-- Set exercise --
Please output the data word for word from its first line through the line holding "580L255 542L237 533L192", inclusive, and nothing beyond that line.

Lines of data
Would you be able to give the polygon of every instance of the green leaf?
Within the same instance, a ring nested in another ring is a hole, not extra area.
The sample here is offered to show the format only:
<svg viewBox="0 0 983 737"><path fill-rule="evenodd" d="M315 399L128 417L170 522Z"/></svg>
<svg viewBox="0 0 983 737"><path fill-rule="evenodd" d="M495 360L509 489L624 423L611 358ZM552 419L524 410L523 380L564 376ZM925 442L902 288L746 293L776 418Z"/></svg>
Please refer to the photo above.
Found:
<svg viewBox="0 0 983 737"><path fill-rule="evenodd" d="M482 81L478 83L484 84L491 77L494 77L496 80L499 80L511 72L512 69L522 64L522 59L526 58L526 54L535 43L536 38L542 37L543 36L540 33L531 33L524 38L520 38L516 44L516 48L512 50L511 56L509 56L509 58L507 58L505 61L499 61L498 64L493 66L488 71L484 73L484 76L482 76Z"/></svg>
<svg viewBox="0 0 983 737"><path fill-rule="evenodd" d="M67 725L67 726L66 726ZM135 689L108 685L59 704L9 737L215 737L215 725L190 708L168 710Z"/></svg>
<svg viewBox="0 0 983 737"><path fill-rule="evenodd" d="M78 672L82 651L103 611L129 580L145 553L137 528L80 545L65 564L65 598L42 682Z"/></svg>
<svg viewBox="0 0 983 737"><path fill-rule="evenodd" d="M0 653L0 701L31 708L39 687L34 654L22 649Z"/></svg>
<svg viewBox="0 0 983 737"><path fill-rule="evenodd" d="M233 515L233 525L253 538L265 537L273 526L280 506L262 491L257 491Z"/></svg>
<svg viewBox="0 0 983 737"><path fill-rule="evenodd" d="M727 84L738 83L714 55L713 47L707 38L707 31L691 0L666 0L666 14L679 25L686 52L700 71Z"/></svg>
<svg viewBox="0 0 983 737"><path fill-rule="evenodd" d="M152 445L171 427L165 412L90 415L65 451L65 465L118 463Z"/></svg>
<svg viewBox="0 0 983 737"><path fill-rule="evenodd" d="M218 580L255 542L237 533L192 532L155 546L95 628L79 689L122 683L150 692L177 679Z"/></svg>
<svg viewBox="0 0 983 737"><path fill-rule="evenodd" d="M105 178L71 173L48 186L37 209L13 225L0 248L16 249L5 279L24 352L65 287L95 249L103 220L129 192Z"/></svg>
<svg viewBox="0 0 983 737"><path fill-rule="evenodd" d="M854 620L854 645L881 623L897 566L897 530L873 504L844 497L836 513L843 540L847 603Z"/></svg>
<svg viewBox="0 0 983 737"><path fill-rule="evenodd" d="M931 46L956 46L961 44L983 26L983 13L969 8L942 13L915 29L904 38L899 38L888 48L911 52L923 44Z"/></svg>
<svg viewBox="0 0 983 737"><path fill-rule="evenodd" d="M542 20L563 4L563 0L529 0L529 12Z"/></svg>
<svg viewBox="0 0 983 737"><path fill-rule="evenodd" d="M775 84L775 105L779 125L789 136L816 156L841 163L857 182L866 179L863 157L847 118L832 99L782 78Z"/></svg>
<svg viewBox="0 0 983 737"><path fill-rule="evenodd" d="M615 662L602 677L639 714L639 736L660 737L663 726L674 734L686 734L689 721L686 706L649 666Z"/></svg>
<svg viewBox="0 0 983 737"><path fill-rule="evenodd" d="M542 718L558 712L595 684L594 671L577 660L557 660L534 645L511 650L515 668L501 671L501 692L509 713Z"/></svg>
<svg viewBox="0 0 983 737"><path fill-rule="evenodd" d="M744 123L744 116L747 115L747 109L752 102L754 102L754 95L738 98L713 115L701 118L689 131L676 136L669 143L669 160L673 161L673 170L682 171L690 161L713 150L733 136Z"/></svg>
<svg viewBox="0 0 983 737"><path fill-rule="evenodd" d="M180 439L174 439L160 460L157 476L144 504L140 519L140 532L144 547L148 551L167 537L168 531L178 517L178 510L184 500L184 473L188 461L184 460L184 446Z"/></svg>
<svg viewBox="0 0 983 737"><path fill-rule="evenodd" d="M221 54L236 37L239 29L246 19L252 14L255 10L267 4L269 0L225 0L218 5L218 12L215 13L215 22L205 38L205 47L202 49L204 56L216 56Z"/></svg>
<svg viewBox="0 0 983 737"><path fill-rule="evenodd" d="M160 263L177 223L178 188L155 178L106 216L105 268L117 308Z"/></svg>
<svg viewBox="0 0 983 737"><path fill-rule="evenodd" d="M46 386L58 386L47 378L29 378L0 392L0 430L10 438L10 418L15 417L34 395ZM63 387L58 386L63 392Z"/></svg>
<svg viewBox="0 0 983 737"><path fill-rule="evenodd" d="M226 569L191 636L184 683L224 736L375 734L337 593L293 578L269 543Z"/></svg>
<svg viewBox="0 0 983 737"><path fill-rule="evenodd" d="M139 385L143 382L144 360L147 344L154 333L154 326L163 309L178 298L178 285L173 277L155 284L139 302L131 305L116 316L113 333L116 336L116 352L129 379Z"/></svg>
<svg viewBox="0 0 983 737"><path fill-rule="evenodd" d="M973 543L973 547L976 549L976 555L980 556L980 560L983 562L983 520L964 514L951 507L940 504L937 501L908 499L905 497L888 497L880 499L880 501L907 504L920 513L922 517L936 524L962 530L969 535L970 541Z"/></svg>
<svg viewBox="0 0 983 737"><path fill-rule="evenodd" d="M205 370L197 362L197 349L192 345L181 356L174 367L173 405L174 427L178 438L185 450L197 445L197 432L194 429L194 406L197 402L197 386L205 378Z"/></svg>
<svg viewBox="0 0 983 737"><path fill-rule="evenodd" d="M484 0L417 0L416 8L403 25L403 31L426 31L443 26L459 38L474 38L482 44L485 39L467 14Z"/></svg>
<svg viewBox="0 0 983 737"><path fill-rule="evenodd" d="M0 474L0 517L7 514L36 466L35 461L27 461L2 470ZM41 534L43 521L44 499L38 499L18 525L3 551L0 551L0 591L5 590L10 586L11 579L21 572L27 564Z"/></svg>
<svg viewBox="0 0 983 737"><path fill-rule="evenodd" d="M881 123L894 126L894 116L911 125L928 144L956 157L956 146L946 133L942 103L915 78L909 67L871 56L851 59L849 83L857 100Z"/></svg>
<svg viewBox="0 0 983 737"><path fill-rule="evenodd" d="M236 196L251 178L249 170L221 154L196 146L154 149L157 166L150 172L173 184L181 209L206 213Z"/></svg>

-- Result for this task --
Would you be able to give the polygon of every instance of the green leaf?
Within the same instance, a ring nested in another ring is a hole, not extra area.
The sample here is offered to show the format only:
<svg viewBox="0 0 983 737"><path fill-rule="evenodd" d="M315 399L128 417L170 522Z"/></svg>
<svg viewBox="0 0 983 737"><path fill-rule="evenodd" d="M495 360L509 489L624 423L611 358ZM552 419L524 410L523 380L564 376ZM925 442L902 288L746 293L776 418Z"/></svg>
Please refer to the photo above.
Found:
<svg viewBox="0 0 983 737"><path fill-rule="evenodd" d="M482 81L478 83L484 84L491 77L494 77L496 80L499 80L511 72L512 69L522 64L522 59L526 58L526 54L535 43L536 38L542 37L543 36L540 33L531 33L524 38L520 38L516 44L516 48L512 50L511 56L509 56L509 58L507 58L505 61L499 61L498 64L493 66L488 71L484 73L484 76L482 76Z"/></svg>
<svg viewBox="0 0 983 737"><path fill-rule="evenodd" d="M67 725L67 726L66 726ZM135 689L108 685L59 704L9 737L215 737L215 725L190 708L168 710Z"/></svg>
<svg viewBox="0 0 983 737"><path fill-rule="evenodd" d="M78 672L82 651L103 611L129 580L145 553L137 528L80 545L65 564L65 598L42 682Z"/></svg>
<svg viewBox="0 0 983 737"><path fill-rule="evenodd" d="M0 653L0 701L31 708L39 687L34 654L22 649Z"/></svg>
<svg viewBox="0 0 983 737"><path fill-rule="evenodd" d="M233 515L233 525L253 538L265 537L273 526L280 506L262 491L257 491Z"/></svg>
<svg viewBox="0 0 983 737"><path fill-rule="evenodd" d="M727 84L738 83L714 55L713 47L707 38L707 31L691 0L666 0L666 14L679 25L686 52L700 71Z"/></svg>
<svg viewBox="0 0 983 737"><path fill-rule="evenodd" d="M152 445L171 427L165 412L90 415L65 451L65 465L118 463Z"/></svg>
<svg viewBox="0 0 983 737"><path fill-rule="evenodd" d="M218 580L255 542L237 533L192 532L155 546L95 628L79 689L122 683L150 692L177 679Z"/></svg>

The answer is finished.